'''
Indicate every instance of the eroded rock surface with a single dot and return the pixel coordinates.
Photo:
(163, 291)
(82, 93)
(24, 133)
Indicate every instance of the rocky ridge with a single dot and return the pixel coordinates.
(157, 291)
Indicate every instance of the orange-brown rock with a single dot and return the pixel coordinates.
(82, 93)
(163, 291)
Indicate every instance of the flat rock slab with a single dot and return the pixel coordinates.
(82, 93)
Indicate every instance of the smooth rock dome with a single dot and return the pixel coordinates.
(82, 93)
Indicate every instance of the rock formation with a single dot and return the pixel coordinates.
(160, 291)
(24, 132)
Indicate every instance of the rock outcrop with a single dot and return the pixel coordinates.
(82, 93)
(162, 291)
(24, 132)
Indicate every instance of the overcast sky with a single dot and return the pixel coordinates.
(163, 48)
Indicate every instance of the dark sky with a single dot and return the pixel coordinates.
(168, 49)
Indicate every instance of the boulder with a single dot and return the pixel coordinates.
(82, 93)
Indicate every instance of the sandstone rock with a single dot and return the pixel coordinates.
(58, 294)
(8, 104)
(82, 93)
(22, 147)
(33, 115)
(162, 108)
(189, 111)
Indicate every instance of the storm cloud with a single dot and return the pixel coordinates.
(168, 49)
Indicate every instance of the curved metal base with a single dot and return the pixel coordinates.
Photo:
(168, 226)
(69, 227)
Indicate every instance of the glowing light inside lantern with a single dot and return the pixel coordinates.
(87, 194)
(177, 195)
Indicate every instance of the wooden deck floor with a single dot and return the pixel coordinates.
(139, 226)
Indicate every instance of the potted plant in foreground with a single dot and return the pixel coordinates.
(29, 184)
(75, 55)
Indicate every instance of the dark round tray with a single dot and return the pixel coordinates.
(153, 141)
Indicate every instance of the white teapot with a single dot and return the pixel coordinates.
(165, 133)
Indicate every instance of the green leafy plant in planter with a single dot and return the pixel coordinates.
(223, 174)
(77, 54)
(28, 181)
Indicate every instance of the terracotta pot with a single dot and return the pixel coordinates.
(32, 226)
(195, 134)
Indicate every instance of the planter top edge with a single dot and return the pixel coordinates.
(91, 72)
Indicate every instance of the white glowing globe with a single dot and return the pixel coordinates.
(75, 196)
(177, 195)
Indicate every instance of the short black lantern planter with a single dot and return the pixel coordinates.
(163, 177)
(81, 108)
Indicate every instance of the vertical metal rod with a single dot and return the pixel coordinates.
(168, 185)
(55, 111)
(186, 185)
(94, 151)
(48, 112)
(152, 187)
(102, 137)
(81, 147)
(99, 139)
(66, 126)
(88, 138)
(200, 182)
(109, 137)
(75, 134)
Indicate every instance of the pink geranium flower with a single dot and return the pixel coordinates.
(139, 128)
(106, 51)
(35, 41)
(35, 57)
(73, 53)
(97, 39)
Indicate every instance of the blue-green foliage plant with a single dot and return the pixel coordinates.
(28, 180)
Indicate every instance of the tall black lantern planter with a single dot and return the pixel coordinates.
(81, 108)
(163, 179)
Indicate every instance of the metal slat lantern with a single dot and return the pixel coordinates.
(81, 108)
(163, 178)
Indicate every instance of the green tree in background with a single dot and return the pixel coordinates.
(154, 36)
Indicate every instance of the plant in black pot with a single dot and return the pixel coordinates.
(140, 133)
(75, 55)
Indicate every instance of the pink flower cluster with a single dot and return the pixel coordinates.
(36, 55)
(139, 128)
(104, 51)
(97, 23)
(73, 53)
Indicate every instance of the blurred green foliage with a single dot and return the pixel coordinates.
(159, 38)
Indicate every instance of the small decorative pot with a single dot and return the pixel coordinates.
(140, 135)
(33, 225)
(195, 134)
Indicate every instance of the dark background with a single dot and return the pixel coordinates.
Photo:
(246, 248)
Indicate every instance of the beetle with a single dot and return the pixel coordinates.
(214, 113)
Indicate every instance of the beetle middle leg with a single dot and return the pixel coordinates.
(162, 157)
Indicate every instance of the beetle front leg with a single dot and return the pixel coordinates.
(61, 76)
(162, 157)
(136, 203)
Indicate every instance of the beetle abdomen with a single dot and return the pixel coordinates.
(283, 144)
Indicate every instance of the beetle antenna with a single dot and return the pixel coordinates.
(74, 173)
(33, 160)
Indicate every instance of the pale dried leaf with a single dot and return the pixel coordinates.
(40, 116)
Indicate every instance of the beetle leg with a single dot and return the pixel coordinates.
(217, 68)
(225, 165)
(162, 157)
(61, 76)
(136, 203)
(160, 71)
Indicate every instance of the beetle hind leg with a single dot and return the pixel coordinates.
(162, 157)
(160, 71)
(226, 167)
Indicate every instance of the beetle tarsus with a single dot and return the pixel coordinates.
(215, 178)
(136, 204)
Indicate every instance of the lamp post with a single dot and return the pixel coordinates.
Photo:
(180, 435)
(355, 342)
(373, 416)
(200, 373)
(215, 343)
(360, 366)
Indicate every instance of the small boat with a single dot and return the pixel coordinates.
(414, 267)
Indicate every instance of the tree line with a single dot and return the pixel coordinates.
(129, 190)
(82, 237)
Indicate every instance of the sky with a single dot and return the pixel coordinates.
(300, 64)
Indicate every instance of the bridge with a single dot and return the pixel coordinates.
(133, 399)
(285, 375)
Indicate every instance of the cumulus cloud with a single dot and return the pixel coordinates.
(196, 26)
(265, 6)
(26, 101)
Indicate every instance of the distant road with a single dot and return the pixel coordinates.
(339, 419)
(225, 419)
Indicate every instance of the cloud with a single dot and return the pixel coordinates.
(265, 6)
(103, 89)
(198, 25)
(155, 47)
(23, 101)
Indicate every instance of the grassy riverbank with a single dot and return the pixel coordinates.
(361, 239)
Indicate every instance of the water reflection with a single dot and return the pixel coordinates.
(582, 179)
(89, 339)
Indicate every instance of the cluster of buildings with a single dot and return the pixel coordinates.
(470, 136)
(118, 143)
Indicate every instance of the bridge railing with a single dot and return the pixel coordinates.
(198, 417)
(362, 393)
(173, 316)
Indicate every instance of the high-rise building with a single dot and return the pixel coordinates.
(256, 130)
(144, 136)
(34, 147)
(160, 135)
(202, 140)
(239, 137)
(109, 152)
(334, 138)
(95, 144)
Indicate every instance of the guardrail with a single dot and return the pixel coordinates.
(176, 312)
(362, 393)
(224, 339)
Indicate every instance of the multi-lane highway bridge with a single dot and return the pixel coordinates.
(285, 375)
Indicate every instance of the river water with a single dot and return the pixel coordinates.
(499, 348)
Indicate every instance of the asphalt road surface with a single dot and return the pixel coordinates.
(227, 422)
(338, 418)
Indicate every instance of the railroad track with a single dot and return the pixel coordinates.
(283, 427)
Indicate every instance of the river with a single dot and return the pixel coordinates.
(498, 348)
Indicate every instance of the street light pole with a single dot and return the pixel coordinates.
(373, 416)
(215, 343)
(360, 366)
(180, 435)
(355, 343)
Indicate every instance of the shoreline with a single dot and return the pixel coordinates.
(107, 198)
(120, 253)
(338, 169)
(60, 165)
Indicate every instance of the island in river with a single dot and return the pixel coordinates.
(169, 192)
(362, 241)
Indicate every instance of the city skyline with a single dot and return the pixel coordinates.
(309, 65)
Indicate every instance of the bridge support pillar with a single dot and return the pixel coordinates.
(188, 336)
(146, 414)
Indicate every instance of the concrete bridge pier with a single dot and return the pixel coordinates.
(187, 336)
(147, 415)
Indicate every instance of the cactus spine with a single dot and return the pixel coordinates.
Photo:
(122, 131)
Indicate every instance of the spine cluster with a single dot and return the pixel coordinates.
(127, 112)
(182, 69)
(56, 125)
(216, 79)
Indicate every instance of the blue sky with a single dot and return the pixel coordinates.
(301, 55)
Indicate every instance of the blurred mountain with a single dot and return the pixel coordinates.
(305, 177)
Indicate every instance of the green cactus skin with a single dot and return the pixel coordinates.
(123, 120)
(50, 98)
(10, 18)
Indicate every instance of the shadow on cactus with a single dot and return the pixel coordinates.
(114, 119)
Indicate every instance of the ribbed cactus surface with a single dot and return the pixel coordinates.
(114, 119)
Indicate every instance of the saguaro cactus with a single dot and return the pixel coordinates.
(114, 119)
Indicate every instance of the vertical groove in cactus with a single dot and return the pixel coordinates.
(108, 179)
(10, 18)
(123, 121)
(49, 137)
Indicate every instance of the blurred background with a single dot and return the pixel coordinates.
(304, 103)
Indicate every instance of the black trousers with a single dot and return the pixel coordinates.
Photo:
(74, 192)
'''
'''
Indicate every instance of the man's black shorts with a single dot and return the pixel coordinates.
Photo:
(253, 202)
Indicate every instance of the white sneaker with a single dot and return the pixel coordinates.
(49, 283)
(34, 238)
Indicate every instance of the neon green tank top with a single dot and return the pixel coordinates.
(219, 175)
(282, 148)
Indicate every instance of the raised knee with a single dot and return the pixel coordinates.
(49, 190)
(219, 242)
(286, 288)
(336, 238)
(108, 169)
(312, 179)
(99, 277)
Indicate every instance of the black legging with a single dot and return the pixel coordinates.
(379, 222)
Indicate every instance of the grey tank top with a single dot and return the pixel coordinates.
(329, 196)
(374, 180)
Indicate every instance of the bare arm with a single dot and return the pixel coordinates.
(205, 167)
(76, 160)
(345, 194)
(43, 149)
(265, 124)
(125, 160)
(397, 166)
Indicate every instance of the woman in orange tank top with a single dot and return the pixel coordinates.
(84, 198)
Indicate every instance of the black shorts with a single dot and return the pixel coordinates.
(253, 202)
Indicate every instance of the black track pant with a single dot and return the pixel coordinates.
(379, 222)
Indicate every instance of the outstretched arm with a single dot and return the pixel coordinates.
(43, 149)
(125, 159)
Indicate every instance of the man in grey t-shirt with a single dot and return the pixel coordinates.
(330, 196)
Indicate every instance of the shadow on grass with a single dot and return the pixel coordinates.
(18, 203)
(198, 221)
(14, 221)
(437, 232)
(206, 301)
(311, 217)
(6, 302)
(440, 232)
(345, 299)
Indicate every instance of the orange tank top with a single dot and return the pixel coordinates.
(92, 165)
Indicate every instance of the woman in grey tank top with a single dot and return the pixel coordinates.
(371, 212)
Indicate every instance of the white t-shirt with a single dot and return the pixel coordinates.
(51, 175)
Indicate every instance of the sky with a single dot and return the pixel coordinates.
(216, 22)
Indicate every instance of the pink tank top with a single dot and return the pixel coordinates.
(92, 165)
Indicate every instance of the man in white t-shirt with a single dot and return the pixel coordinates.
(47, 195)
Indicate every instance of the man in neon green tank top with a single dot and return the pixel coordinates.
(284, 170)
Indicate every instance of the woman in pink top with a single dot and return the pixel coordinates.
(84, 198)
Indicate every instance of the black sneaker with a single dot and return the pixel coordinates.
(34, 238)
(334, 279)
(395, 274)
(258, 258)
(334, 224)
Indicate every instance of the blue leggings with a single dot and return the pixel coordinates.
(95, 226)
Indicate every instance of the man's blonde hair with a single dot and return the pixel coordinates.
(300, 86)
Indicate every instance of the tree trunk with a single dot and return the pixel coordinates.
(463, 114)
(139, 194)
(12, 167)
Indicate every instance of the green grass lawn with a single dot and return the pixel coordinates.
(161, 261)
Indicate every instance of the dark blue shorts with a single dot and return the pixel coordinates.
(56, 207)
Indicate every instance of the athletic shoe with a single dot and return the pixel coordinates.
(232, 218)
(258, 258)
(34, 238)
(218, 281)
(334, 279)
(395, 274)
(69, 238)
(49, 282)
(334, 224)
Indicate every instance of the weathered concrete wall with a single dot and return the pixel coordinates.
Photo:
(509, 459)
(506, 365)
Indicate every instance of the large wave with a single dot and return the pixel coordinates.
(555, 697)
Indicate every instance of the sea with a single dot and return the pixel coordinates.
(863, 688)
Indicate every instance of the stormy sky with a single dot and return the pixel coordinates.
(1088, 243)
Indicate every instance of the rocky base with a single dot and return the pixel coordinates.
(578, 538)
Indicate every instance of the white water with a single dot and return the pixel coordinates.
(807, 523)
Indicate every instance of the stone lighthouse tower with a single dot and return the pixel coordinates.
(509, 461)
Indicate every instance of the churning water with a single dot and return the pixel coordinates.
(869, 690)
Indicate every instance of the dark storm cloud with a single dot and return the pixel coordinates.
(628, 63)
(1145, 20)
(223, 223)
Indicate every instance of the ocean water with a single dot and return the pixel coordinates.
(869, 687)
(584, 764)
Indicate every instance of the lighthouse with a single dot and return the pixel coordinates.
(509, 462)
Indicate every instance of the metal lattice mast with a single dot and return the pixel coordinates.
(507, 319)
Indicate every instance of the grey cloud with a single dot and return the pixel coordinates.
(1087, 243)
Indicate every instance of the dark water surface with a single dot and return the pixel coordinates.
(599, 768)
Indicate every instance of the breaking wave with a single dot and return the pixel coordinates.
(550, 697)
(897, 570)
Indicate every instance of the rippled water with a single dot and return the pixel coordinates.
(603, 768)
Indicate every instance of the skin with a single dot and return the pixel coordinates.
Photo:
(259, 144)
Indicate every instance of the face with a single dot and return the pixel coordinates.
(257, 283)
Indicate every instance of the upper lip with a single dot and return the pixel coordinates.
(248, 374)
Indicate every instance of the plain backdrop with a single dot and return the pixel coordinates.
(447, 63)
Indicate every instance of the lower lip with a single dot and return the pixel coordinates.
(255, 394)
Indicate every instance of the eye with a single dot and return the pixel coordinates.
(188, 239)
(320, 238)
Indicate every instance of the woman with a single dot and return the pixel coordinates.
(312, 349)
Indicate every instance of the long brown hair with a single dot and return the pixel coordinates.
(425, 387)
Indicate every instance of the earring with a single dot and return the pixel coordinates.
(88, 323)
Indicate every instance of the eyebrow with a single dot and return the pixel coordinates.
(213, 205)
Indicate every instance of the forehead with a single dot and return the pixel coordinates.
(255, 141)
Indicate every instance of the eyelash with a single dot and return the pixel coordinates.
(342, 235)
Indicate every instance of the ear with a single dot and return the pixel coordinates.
'''
'''
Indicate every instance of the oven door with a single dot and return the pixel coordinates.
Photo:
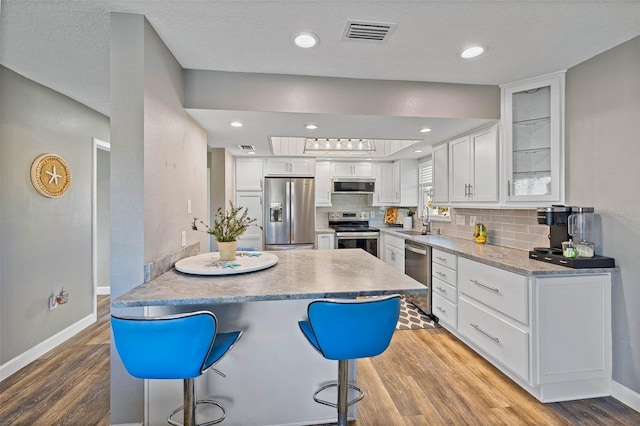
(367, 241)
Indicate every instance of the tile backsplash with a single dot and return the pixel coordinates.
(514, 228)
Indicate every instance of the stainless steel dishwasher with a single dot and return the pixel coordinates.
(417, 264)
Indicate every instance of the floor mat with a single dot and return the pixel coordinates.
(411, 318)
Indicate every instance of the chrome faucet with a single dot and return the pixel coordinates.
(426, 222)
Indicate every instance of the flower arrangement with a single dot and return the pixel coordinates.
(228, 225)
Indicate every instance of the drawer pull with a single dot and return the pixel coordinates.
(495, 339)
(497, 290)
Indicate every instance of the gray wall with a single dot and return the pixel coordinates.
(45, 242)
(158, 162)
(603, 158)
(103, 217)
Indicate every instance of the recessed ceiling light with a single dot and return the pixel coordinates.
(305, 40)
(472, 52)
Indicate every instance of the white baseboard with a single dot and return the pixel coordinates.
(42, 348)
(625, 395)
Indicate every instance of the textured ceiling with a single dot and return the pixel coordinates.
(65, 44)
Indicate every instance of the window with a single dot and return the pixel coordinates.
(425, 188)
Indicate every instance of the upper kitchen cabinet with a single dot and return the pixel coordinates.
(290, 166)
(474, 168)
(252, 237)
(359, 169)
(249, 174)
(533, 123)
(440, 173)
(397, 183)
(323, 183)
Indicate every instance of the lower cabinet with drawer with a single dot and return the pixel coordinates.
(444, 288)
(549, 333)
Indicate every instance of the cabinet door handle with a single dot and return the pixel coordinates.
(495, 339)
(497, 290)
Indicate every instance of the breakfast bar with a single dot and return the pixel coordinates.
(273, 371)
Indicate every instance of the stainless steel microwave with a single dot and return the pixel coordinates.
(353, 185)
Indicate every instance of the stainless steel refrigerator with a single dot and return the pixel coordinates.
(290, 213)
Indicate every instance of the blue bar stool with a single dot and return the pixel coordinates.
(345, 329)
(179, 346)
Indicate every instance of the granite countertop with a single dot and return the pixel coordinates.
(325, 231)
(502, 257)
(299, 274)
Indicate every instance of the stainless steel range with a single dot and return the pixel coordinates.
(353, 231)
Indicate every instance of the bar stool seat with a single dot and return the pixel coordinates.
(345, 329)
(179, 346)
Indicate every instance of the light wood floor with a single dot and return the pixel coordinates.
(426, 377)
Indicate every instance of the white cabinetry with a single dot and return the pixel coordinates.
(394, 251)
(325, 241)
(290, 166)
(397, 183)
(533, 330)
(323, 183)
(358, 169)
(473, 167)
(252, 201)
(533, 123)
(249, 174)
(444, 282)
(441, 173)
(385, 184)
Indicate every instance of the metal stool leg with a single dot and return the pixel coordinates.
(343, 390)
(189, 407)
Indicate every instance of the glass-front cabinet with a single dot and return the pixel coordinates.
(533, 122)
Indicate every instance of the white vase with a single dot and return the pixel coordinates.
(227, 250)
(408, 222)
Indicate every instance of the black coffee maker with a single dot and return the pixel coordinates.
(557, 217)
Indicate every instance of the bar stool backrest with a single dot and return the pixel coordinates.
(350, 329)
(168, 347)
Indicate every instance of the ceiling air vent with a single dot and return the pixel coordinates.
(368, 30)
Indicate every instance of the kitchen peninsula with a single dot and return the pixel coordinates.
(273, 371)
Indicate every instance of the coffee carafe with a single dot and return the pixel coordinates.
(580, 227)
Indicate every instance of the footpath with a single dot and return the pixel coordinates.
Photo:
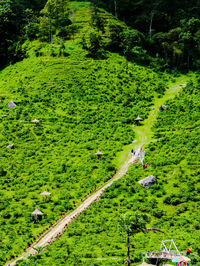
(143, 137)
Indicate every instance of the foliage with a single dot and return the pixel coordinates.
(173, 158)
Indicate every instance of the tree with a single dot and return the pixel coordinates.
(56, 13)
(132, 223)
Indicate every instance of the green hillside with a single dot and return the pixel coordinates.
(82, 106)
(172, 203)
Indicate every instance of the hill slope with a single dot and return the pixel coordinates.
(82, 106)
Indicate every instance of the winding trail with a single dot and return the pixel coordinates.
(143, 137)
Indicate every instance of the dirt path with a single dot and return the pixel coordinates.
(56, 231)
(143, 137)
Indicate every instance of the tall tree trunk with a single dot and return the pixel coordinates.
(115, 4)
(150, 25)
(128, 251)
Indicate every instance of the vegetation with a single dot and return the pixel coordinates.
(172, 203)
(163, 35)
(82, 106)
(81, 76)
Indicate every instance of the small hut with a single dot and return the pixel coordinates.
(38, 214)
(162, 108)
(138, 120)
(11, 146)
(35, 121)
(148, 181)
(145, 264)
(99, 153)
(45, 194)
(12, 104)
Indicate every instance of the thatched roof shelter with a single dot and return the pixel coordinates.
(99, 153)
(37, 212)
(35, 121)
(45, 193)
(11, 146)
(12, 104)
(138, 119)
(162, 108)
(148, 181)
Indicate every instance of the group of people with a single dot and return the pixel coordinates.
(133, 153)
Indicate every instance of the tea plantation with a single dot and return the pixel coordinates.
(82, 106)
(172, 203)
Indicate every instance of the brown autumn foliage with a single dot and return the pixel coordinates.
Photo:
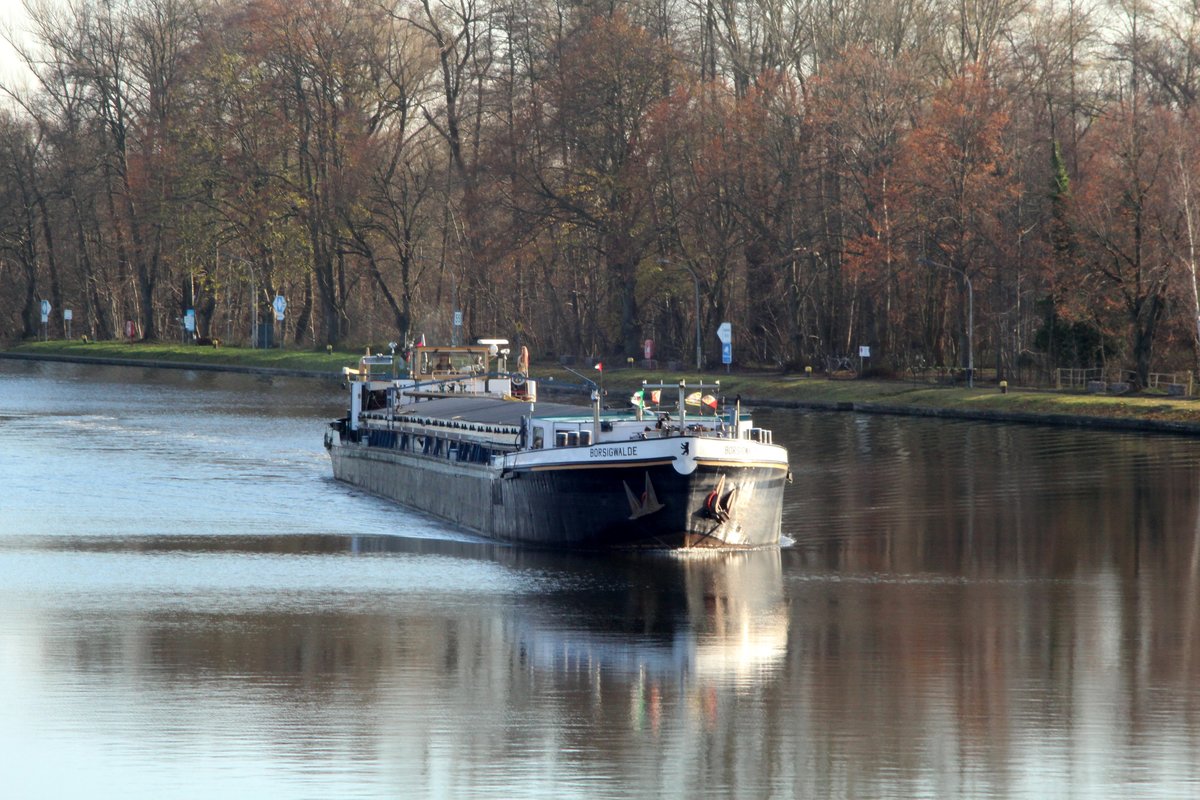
'''
Locate every line in the records above that contains the string "cluster", and copy each of those lines in full.

Indicate every instance of the pink flower cluster with a single dot and return the pixel coordinates.
Indicate every instance of the cluster of buildings with a single dot and return the pixel coordinates.
Indicate every instance of the spine cluster with a single dot and return the pixel coordinates.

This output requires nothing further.